Open Access: This article is an open-access article that was selected by an in-house editor and fully peer-reviewed by external reviewers. It is distributed in accordance with the Creative Commons Attribution NonCommercial (CC BY-NC 4.0) license, which permits others to distribute, remix, adapt, build upon this work non-commercially, and license their derivative works on different terms, provided the original work is properly cited and the use is non-commercial. See: https://creativecommons.org/Licenses/by-nc/4.0/
Corresponding author: Da-Feng Liu, The First Ward of Internal Medicine, Public Health Clinical Center of Chengdu, No. 377 Jingming Road, Jinjiang District, Chengdu 610060, Sichuan Province, China. ldf312@126.com
Received: August 12, 2025
Revised: September 25, 2025
Accepted: December 8, 2025
Published online: February 27, 2026
Processing time: 184 Days and 8.3 Hours
Abstract
BACKGROUND

Dynamic alterations in lymphocyte subsets demonstrate significant correlations with clinical disease severity in patients with coronavirus disease 2019 (COVID-19). As the most prevalent chronic liver disease globally, non-alcoholic fatty liver disease (NAFLD) exhibits distinct chronic inflammatory and immunometabolic disturbances that may substantially affect immune response patterns in COVID-19 patients. Nevertheless, the characteristics of lymphocyte subset dynamics and their clinical implications in COVID-19-NAFLD remain to be fully elucidated.

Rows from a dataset
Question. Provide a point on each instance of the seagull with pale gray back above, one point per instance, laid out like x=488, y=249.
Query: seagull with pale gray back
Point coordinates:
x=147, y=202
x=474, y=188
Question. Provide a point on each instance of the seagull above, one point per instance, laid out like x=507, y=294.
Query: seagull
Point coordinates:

What to do: Write out the part of the article excerpt on COVID-19 and fatty liver disease that begins at the words "Dynamic alterations in" and stops after "be fully elucidated.". These rows are separate material, unrelated to the text above.

Answer below:
Dynamic alterations in lymphocyte subsets demonstrate significant correlations with clinical disease severity in patients with coronavirus disease 2019 (COVID-19). As the most prevalent chronic liver disease globally, non-alcoholic fatty liver disease (NAFLD) exhibits distinct chronic inflammatory and immunometabolic disturbances that may substantially affect immune response patterns in COVID-19 patients. Nevertheless, the characteristics of lymphocyte subset dynamics and their clinical implications in COVID-19-NAFLD remain to be fully elucidated.